____ Dataset excerpts
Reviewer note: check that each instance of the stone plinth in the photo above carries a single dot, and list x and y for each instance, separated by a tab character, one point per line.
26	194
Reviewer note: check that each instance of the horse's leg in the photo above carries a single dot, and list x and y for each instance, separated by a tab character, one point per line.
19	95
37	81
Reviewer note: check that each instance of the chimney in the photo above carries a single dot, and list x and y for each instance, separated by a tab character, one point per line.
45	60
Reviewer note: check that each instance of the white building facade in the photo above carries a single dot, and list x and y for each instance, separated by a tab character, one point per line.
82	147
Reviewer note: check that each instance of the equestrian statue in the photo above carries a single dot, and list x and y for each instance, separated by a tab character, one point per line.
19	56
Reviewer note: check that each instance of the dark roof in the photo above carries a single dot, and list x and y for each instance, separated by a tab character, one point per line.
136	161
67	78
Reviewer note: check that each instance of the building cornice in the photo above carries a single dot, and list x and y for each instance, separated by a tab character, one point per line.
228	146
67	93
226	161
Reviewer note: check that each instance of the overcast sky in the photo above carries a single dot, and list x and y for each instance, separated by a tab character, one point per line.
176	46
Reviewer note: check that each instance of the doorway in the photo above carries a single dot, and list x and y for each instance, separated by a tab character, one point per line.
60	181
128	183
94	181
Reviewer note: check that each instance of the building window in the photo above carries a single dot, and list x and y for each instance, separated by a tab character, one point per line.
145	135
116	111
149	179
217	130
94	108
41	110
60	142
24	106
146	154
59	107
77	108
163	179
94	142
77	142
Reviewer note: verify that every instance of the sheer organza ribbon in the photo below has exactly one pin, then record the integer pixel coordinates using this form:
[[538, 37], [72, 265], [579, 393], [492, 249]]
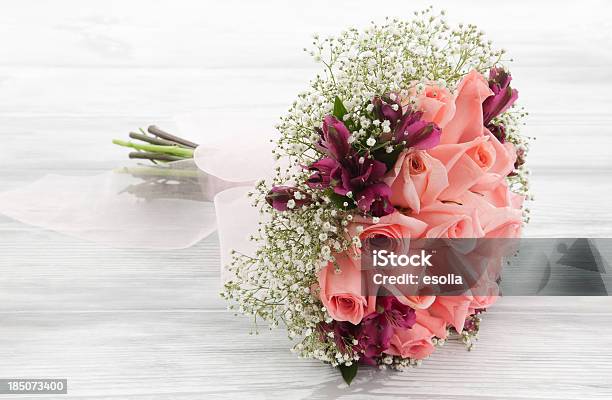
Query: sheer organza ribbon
[[168, 208]]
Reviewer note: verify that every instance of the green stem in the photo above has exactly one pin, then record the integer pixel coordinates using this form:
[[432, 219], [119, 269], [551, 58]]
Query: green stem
[[153, 148], [159, 172]]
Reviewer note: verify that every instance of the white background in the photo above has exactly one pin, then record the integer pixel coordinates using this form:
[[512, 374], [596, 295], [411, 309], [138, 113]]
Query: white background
[[75, 74]]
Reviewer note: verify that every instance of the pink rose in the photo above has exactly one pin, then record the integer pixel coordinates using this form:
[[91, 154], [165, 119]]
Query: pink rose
[[437, 104], [466, 164], [451, 221], [394, 226], [417, 302], [496, 222], [436, 325], [505, 155], [413, 343], [417, 179], [467, 121], [451, 309], [340, 291]]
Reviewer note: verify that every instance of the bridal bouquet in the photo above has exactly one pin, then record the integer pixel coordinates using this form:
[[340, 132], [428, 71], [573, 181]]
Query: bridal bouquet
[[409, 131]]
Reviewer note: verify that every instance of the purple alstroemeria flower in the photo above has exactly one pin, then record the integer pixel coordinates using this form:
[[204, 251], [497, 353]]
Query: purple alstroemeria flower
[[334, 138], [415, 132], [279, 197], [322, 172], [375, 199], [503, 95], [357, 173], [498, 130], [386, 108], [376, 331]]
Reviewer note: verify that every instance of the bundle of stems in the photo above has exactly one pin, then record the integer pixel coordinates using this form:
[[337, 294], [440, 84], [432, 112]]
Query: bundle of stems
[[158, 146]]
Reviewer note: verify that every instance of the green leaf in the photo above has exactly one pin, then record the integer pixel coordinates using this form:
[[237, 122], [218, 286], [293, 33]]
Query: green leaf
[[339, 109], [349, 372]]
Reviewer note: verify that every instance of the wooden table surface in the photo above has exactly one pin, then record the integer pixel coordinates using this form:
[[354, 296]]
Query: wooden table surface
[[131, 324]]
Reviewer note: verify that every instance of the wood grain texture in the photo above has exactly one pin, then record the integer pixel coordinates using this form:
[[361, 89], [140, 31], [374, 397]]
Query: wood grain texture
[[131, 324]]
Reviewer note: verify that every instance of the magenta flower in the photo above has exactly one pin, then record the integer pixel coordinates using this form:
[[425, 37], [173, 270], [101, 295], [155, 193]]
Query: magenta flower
[[498, 130], [283, 198], [503, 95], [375, 199], [334, 138], [322, 172], [415, 132], [377, 328], [387, 109]]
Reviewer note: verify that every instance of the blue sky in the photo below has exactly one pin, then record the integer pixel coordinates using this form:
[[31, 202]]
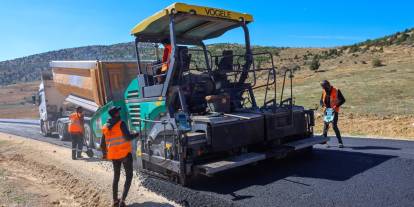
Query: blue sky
[[34, 26]]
________
Write out exactly the lines from the one containing "Reviewer note: verify that every instance of the magenta" to the last line of the records above, both included, and leave out any pictures.

● **Task answer**
Reviewer note: verify that every instance of the magenta flower in the photo above has exactly one pin, then record the integer pixel coordinates using this form:
[[425, 37], [173, 270], [101, 295], [155, 193]]
Query: magenta flower
[[498, 130], [283, 198], [503, 95], [375, 199], [334, 138], [322, 172], [415, 132], [377, 328], [387, 109]]
Reviewer note: verify that every instance of the blue sky in the photo below has exactly one pin, then record the integer pixel coordinates using this form:
[[31, 202]]
Query: blue sky
[[34, 26]]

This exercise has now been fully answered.